> _The data_
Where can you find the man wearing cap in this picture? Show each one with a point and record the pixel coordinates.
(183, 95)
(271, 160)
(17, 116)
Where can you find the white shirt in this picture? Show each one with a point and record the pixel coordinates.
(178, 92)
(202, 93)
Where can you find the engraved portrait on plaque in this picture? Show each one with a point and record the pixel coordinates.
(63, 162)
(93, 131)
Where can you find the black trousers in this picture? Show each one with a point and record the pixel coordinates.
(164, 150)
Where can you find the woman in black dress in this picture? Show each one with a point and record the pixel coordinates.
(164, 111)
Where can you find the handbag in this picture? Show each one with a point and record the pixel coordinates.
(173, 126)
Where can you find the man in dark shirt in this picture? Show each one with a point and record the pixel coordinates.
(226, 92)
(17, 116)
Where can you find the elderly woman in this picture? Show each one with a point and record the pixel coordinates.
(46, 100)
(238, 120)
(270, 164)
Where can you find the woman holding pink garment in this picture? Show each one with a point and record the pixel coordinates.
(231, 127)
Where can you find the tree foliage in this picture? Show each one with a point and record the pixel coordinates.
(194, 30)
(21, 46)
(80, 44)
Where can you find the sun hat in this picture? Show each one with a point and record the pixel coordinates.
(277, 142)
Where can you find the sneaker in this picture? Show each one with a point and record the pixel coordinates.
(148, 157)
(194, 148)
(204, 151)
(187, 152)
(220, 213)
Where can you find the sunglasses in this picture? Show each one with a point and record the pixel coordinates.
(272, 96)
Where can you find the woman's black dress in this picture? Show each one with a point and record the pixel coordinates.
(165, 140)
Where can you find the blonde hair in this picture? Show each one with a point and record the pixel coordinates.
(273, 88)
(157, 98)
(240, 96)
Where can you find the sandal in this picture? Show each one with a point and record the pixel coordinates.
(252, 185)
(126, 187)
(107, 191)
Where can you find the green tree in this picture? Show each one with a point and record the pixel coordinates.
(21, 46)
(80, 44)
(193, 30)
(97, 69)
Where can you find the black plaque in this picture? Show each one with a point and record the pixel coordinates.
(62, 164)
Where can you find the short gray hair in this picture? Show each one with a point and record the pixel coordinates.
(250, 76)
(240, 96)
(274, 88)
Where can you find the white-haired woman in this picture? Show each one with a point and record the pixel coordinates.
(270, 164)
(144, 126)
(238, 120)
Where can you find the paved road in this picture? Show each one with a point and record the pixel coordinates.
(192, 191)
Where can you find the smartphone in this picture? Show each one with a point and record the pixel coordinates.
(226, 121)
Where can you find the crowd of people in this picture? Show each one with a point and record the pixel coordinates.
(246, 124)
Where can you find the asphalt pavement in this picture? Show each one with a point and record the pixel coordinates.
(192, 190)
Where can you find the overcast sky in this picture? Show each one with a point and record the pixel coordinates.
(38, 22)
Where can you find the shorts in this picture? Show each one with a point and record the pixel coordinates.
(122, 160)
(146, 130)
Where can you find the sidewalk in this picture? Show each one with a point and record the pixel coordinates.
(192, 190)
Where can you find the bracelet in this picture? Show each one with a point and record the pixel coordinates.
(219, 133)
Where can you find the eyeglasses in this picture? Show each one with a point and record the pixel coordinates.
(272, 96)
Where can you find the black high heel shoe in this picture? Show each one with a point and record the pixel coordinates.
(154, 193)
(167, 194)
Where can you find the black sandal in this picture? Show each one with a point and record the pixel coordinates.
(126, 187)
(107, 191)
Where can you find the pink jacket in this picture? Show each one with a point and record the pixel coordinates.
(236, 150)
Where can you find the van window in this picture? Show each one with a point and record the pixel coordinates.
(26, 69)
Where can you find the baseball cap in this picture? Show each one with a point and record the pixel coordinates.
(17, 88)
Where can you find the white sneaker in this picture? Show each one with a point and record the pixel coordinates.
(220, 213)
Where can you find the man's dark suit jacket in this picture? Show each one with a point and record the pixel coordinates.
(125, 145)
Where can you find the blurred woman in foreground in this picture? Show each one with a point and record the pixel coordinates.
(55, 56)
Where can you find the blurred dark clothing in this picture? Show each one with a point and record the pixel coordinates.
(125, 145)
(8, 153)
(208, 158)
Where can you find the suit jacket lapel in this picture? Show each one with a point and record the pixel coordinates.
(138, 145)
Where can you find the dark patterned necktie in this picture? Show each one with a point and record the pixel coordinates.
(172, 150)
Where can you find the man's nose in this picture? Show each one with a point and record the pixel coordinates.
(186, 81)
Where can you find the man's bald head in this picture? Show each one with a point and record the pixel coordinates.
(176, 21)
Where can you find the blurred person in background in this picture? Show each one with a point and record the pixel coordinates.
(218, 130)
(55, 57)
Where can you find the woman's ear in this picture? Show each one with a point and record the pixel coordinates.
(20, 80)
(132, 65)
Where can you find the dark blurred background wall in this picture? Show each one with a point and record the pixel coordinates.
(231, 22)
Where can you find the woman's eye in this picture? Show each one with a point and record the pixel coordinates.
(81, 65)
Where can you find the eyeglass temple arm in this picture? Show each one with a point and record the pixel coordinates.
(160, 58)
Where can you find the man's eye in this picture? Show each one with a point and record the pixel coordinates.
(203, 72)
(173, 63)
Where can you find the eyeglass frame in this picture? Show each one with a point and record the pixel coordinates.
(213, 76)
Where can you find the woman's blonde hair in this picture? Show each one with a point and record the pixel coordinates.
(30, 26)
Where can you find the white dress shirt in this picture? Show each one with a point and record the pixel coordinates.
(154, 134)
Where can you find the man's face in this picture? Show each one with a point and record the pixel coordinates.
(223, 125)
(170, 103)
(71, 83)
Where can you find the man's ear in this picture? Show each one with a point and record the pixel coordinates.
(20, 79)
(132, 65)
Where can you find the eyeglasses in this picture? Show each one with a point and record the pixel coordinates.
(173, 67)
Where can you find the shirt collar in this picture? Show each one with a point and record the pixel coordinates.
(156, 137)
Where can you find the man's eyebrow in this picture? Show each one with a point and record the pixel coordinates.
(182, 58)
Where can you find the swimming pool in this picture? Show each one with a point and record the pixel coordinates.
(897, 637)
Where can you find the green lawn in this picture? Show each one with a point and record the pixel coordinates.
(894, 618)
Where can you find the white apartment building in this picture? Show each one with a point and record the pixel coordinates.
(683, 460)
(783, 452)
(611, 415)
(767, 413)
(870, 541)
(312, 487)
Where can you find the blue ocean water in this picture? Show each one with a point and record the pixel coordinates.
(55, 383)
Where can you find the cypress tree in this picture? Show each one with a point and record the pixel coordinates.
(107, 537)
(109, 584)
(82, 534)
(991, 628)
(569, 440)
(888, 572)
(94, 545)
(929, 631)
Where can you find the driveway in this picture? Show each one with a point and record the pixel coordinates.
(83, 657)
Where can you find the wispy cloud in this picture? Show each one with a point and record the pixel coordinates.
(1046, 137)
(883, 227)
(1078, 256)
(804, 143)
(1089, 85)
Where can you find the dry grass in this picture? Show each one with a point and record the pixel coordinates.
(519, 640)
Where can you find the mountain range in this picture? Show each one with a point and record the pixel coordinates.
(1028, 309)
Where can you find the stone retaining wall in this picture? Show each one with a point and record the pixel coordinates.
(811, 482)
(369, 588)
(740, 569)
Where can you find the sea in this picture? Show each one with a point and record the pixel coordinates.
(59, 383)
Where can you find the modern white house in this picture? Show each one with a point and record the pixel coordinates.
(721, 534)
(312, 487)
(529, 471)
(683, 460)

> _What the exercise asks_
Retyping every line above exactly is all that is needed.

> _Response to the exercise_
Where can you find the man wearing cap in this picture? Show each one with a point and record the pixel coordinates.
(183, 95)
(271, 160)
(17, 116)
Where can you find the white shirt in this picture? Show each one with a point and record the pixel coordinates.
(178, 92)
(202, 93)
Where can you find the engraved portrait on plaque in this picture? Show each one with a point and record the pixel coordinates.
(63, 162)
(93, 131)
Where can you find the black trousers in this picture? Show each one with a point and record the pixel coordinates.
(164, 150)
Where can you find the woman in black dress in this picture? Show each one with a point and record the pixel coordinates.
(164, 111)
Where can you find the handbag in this picture? Show each one with a point and record the pixel coordinates.
(173, 126)
Where can you find the man in dark shirt in this picture? Show each one with a point and record the pixel coordinates.
(226, 92)
(17, 116)
Where can you find the elderly woman in this picture? Show each one with a point and record the pixel coordinates.
(46, 100)
(238, 120)
(270, 164)
Where can you find the woman holding pink garment in this picture? Show each one with a point and record the pixel coordinates.
(231, 127)
Where can you find the tree foliage in this picture? Show each one with a point and record the pixel coordinates.
(194, 30)
(21, 46)
(80, 44)
Where can you find the sun hat in this picture? Show each one with a point and record the pixel coordinates.
(277, 142)
Where can you find the sneaker in this picture? Show each one with a point and record the pixel coordinates.
(148, 157)
(194, 148)
(204, 151)
(187, 152)
(220, 213)
Where can you find the sunglasses in this picture? Show each one with a point and record the pixel coordinates.
(272, 96)
Where can you find the woman's black dress in this picture? Show each one with a point and record the pixel coordinates.
(165, 140)
Where can you find the blonde hair in this picture? Show each one with a point and record the pixel coordinates.
(273, 88)
(157, 98)
(240, 96)
Where can you find the sandal in this picture? Show each one with a point and record the pixel coordinates.
(252, 185)
(126, 187)
(107, 191)
Where can you find the green tree in this picture? Show each one with a point and record the pixel coordinates.
(21, 46)
(80, 44)
(193, 30)
(97, 69)
Where can you find the black plaque in this picture? Show each one with a point and record the pixel coordinates.
(62, 164)
Where can you find the short gray hair in this picture? Show each one with a point and record the pixel coordinates.
(250, 76)
(240, 96)
(274, 88)
Where can you find the white-haired woman in this picture? Show each one with a point and record the pixel coordinates.
(270, 164)
(144, 126)
(238, 120)
Where can you find the paved road in this picture? Show each one with a point and record the pixel coordinates.
(192, 191)
Where can you find the smartphone in this picture? Show each one with a point and record the pixel coordinates.
(226, 121)
Where can you find the crowd of people in this picture? Show each one with a point and record the pixel coordinates.
(246, 124)
Where can you find the asphalt pavement in this picture? Show each one with a point and record the pixel coordinates.
(192, 190)
Where can you find the overcast sky in this picture? Show each one with a point and record the pixel coordinates.
(38, 22)
Where can you find the shorts in this picture? Show each one with a point and record the pixel coordinates.
(122, 160)
(146, 130)
Where can you find the sidewalk in this picture? Show each one with a point and record the pixel coordinates.
(192, 190)
Where can you find the bracelet in this picture? Show each one with a point and record the pixel coordinates.
(219, 133)
Where can you find the eyeglasses in this picture? Show each one with a point and record the pixel coordinates.
(272, 96)
Where can you find the black high heel shoe in this picture? Show each one with a point and record the pixel coordinates.
(154, 193)
(167, 194)
Where can you find the black sandal in this picture? Show each one with a point and record the pixel coordinates.
(126, 187)
(107, 191)
Where can you find the pink jacket in this picture? Show each one with a point and record the pixel coordinates.
(236, 150)
Where can you find the van window in this picture? Show each one with a point and record the pixel coordinates.
(26, 69)
Where can you find the baseball cap in this picture? Show each one with a point and record the pixel coordinates.
(17, 88)
Where can you find the white sneaker in this picture? Show each one with a point and record the pixel coordinates.
(220, 213)
Where can you find the man's dark suit jacket in this picture? Show each one with a point and record the pixel coordinates.
(125, 145)
Where can you find the blurred woman in foreground in this picture? Show each one with a point and record the pixel coordinates.
(55, 56)
Where can you find the blurred dark clothing in this picture? Show each one with a point and record the pixel coordinates.
(125, 145)
(8, 153)
(208, 158)
Where can you find the suit jacket lapel in this picture? Show each one with a point and record the pixel coordinates.
(138, 145)
Where can you find the dark patterned necktie in this picture? Show each one with a point and record the pixel coordinates.
(172, 150)
Where can you find the man's nose in this picture? Show each one with a point and record the pixel coordinates.
(186, 81)
Where can you find the man's bald head in this picture? Show each one with a point and record the pixel coordinates.
(176, 21)
Where can you find the blurred person in background in this picture? Show each one with a point and record the pixel coordinates.
(218, 130)
(55, 57)
Where can you find the woman's ear in this picture? Show each one with a point and record the pixel coordinates.
(20, 80)
(132, 65)
Where can you find the dark blurred background wall in this picture? Show each one with a point and record the pixel coordinates.
(231, 22)
Where can you find the woman's eye in this picture? Show each one with a point and record the pixel coordinates.
(81, 65)
Where can you find the eyeglass temple arm in this picture? Show each one with a point and record the pixel coordinates.
(160, 58)
Where can you find the man's eye in this picture? Show each one with a point and record the pixel coordinates.
(203, 72)
(173, 63)
Where can you find the eyeglass frame in this picture? Show each one with a point and record the pixel coordinates.
(213, 76)
Where can you find the woman's blonde hair in this picture? Show each one with a point and record the pixel coordinates.
(30, 26)
Where can you find the white dress shirt in this picture? Show each one with a point and record the pixel coordinates.
(154, 134)
Where can you find the man's face in this picture? Show each one with a point and record the pixel coordinates.
(223, 125)
(170, 103)
(71, 83)
Where can you find the man's ear in this picture? Show each one with a point and record the pixel coordinates.
(20, 79)
(132, 65)
Where can you find the eyeglasses in this picture? Show each one with a point and record the pixel coordinates.
(173, 67)
Where can you find the shirt collar in this picture? Show each one with a point and record the pixel coordinates.
(156, 137)
Where can you find the man's eyebrow in this picture? Show each one with a point and record the pixel coordinates.
(182, 58)
Where can you find the swimming pool in this picture? Show each one with a point and record the pixel coordinates.
(897, 637)
Where can you find the green lawn in this picture? Show each one with a point and record the pixel coordinates.
(894, 618)
Where can you find the white apartment building in this picture? Show each one with a point and record the pixel coordinates.
(683, 460)
(783, 452)
(611, 415)
(767, 413)
(870, 541)
(312, 487)
Where can you find the blue ocean water in this picture? Show each one with a point and record the pixel coordinates.
(55, 383)
Where can you find the cypress tree in this picture? Show each one with a point and record the pixel coordinates.
(107, 537)
(109, 584)
(82, 534)
(991, 628)
(569, 440)
(888, 572)
(94, 545)
(929, 631)
Where can you find the driveway in this picture? Show each one with a point and record the pixel coordinates.
(83, 657)
Where can you find the wispy cloud in this picture? Show each one with a point and record the pixel coordinates.
(1046, 137)
(883, 227)
(1078, 256)
(804, 143)
(1089, 85)
Where can you find the dry grass in this picture? Show each one with a point and record the pixel coordinates.
(519, 640)
Where can you find the mountain range in this picture? Show each one with a point and record the pixel coordinates.
(1028, 309)
Where can you find the stone retaining wall in this picture? Show each one with a point and record the pixel coordinates.
(811, 482)
(369, 588)
(740, 569)
Where can you find the sea in this picture? Show each one with a point and record the pixel coordinates.
(59, 383)
Where can you find the modern white house in this picture? Show each one with a point and record the pixel coordinates.
(721, 534)
(312, 487)
(529, 471)
(683, 460)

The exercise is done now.